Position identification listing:
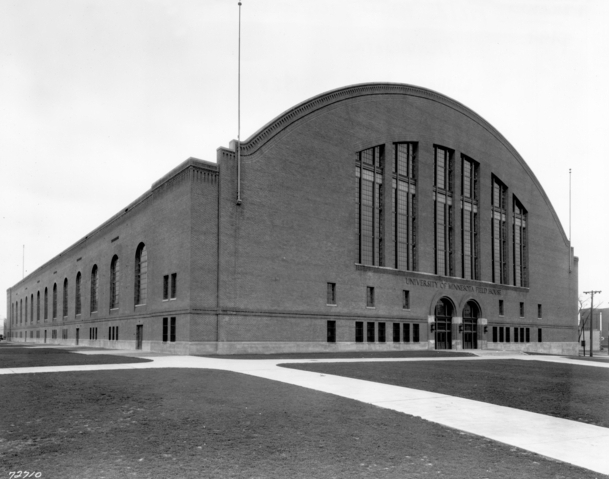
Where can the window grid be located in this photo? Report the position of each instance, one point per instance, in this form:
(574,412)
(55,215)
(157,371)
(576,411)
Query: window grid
(470,245)
(114,283)
(331,293)
(94,288)
(443,211)
(369,203)
(499,232)
(519,240)
(141,274)
(65,298)
(78,305)
(174,285)
(404,206)
(369,296)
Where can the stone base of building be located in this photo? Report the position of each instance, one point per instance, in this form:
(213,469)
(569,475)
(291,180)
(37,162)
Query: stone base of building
(230,348)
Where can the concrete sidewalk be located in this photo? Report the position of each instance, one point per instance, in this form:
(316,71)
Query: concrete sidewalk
(564,440)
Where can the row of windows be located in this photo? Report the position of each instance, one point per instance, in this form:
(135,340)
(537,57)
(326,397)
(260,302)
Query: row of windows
(370,215)
(371,302)
(140,288)
(503,334)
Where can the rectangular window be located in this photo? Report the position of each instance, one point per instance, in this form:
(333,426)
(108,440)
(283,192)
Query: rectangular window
(370,296)
(406,299)
(396,332)
(443,211)
(470,247)
(382,336)
(406,332)
(369,165)
(404,206)
(370,336)
(331,293)
(331,327)
(519,241)
(359,331)
(174,286)
(172,329)
(166,286)
(499,231)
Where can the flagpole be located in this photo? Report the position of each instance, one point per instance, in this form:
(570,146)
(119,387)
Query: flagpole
(239,113)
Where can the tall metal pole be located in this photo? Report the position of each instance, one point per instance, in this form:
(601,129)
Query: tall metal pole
(239,113)
(570,253)
(591,319)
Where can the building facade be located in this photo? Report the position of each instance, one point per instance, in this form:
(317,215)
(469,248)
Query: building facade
(372,217)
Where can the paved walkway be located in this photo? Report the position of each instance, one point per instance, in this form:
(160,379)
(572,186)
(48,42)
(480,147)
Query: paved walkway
(583,445)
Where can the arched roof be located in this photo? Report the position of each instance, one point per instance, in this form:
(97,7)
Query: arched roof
(332,97)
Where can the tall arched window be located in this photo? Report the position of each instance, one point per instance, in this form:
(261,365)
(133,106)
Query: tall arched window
(114,282)
(77,304)
(94,288)
(141,274)
(55,301)
(65,297)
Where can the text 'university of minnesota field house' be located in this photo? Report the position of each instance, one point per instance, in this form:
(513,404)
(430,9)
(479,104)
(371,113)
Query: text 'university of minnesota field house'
(372,217)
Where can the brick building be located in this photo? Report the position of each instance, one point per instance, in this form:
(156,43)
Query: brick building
(372,217)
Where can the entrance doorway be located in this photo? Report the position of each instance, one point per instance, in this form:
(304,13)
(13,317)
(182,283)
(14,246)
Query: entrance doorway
(443,320)
(139,336)
(471,312)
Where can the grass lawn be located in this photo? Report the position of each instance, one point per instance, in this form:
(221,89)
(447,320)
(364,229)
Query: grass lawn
(561,390)
(187,423)
(12,356)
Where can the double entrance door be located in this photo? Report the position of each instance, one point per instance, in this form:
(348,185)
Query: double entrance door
(443,325)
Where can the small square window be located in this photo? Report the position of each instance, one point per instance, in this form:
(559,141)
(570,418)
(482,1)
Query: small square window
(370,297)
(382,336)
(331,293)
(406,299)
(359,331)
(174,286)
(406,332)
(396,332)
(166,286)
(331,326)
(371,336)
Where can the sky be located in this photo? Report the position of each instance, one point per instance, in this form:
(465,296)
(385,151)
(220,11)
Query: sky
(100,98)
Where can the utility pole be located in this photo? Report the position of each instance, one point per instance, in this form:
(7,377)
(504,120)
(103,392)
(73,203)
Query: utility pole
(591,293)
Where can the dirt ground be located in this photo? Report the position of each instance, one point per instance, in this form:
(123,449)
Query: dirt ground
(212,424)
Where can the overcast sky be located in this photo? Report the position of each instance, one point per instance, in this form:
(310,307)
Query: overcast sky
(100,98)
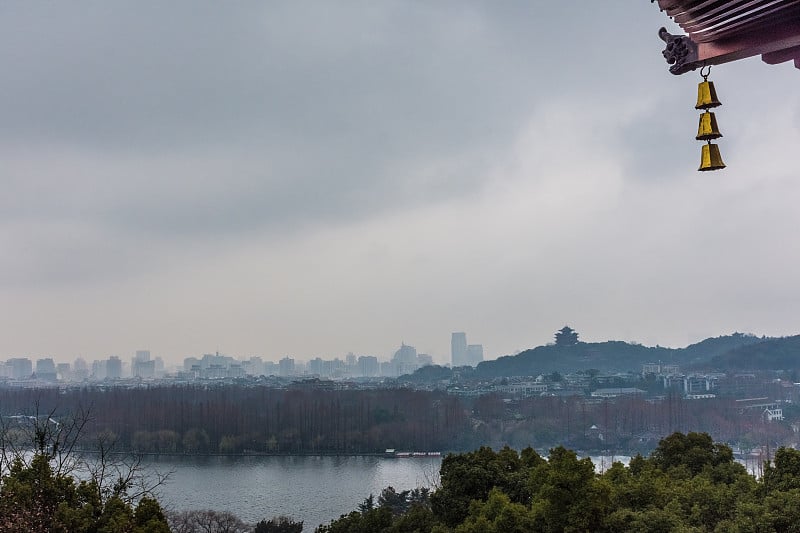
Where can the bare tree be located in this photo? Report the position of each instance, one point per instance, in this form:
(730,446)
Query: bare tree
(206,521)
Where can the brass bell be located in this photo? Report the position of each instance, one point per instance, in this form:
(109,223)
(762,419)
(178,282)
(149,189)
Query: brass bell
(710,158)
(708,128)
(706,95)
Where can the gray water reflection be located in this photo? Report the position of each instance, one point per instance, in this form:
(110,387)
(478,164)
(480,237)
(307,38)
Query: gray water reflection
(313,489)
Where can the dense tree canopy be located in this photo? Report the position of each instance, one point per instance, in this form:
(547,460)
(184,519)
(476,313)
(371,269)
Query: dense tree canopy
(688,484)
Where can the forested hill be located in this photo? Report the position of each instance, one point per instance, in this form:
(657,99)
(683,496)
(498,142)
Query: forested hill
(767,354)
(609,356)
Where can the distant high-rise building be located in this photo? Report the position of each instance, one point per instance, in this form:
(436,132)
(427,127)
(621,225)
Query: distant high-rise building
(458,349)
(142,366)
(46,369)
(64,371)
(114,367)
(405,360)
(286,366)
(80,369)
(368,366)
(474,354)
(21,367)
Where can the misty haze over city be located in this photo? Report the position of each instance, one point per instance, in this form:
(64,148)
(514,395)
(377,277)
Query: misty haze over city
(312,180)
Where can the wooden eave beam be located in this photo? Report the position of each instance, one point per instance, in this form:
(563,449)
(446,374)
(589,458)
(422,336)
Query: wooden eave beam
(747,28)
(749,44)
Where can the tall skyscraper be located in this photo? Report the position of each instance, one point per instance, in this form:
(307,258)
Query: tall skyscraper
(458,349)
(474,354)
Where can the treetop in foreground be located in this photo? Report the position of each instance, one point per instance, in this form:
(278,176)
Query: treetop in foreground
(688,484)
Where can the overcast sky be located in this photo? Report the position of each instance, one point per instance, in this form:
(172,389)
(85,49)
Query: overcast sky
(314,178)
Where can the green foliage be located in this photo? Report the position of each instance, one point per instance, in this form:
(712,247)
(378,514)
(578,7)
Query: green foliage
(34,497)
(689,484)
(694,451)
(280,524)
(784,472)
(472,475)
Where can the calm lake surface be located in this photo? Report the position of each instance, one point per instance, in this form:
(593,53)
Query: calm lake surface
(313,489)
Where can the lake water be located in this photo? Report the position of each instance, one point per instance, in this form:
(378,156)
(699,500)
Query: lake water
(313,489)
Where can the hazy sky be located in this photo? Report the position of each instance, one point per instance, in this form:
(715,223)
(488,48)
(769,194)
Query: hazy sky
(314,178)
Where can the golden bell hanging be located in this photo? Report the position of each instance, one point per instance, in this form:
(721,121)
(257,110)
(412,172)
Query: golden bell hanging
(706,95)
(710,158)
(708,129)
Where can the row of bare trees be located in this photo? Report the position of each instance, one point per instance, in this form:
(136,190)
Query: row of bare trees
(236,419)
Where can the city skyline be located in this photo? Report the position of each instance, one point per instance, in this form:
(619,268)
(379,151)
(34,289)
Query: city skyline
(315,178)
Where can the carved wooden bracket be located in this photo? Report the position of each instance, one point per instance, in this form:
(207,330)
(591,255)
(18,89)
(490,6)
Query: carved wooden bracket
(680,52)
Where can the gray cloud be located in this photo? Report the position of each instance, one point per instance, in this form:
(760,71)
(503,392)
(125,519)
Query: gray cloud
(192,173)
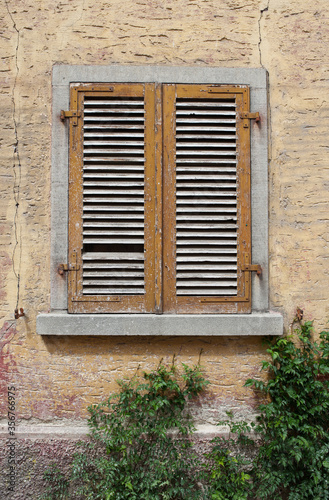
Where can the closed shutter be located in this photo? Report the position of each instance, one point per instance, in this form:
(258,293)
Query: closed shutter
(207,224)
(159,199)
(111,221)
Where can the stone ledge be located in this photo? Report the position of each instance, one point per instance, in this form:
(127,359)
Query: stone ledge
(76,431)
(62,323)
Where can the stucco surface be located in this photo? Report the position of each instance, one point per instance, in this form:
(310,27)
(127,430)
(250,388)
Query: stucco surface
(57,377)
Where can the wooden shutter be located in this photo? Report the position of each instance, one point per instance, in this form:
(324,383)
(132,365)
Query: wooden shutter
(159,199)
(111,199)
(207,192)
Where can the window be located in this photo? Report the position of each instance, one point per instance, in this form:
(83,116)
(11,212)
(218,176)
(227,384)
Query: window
(159,198)
(167,258)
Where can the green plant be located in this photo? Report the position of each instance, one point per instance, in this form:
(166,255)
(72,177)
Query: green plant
(292,431)
(140,447)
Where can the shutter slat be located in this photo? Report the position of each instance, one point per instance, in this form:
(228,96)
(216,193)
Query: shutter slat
(206,175)
(113,196)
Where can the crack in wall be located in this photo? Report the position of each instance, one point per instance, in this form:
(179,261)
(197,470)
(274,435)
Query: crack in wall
(265,9)
(17,169)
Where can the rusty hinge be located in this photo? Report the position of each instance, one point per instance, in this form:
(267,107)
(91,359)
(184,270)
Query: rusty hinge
(249,116)
(64,268)
(70,114)
(251,267)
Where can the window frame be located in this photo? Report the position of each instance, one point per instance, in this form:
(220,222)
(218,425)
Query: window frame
(260,321)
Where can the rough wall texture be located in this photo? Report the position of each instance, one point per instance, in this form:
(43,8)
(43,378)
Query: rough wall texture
(57,378)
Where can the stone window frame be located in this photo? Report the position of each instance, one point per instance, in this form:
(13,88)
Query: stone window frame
(260,321)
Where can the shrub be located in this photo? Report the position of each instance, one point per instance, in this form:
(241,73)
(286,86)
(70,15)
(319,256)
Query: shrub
(292,430)
(143,432)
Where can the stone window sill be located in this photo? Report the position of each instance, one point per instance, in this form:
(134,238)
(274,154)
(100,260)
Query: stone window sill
(257,323)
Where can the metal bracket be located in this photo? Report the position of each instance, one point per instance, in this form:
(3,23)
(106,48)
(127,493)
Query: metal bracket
(70,114)
(19,314)
(252,268)
(249,116)
(64,268)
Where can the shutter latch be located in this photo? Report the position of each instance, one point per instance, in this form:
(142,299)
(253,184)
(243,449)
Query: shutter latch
(249,116)
(70,114)
(64,268)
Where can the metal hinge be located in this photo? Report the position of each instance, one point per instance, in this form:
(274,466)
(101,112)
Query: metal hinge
(70,114)
(64,268)
(249,116)
(255,268)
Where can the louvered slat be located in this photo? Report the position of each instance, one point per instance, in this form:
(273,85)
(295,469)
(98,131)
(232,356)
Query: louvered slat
(206,197)
(113,196)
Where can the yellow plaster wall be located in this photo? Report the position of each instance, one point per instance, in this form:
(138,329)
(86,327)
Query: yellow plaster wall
(59,377)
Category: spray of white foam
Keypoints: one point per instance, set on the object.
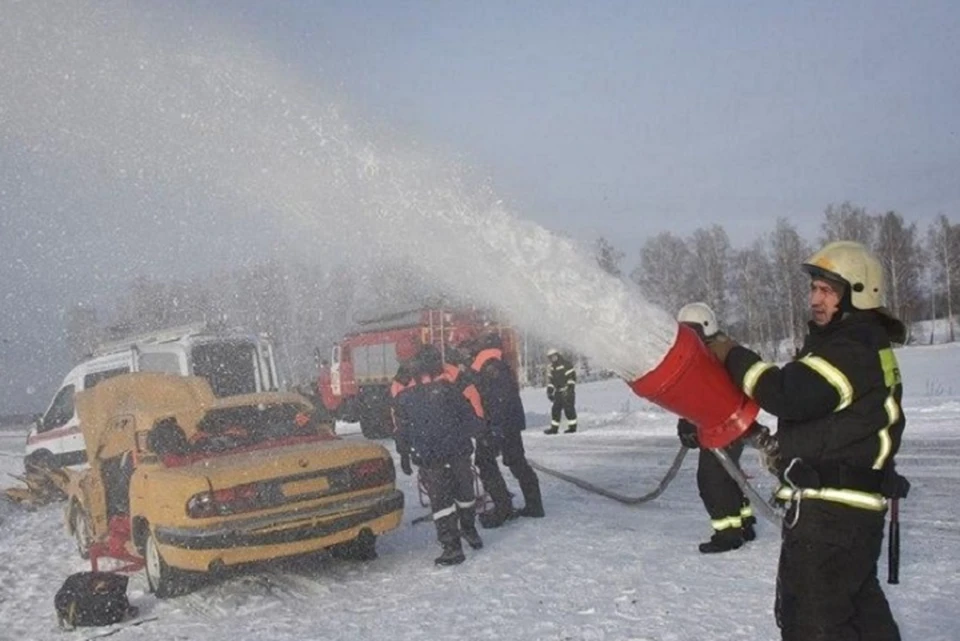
(141, 106)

# [YOUR TASK]
Rewrite the listing from the line that contains "Where can the shutter latch" through the end of the listing, substituting "iron hinge" for every occurrence of "metal hinge" and changing nothing else. Omit the pictures from your answer.

# [WORKED SOLUTION]
Where can the shutter latch be located in this photo? Report the position of each instance, one point per instance, in this form:
(142,299)
(253,184)
(243,449)
Query: shutter latch
(249,116)
(70,114)
(64,268)
Where can the iron hinge be located in this photo? Report the position of each instance, one point per instance, in this form:
(274,466)
(101,112)
Query: iron hinge
(70,114)
(64,268)
(249,116)
(255,268)
Where can the louvered slat be located in this photo? Report the position of each instance, one point per instance, in this form:
(273,85)
(295,469)
(98,131)
(232,356)
Query: louvered slat
(206,197)
(113,196)
Where can the yellow plaster wall be located in this photo? Report the position of each instance, one point per instance, in this form:
(138,329)
(86,327)
Query: yellow plaster wall
(59,377)
Category: spray of white foam
Keypoints: one point per instance, set on the object.
(141, 106)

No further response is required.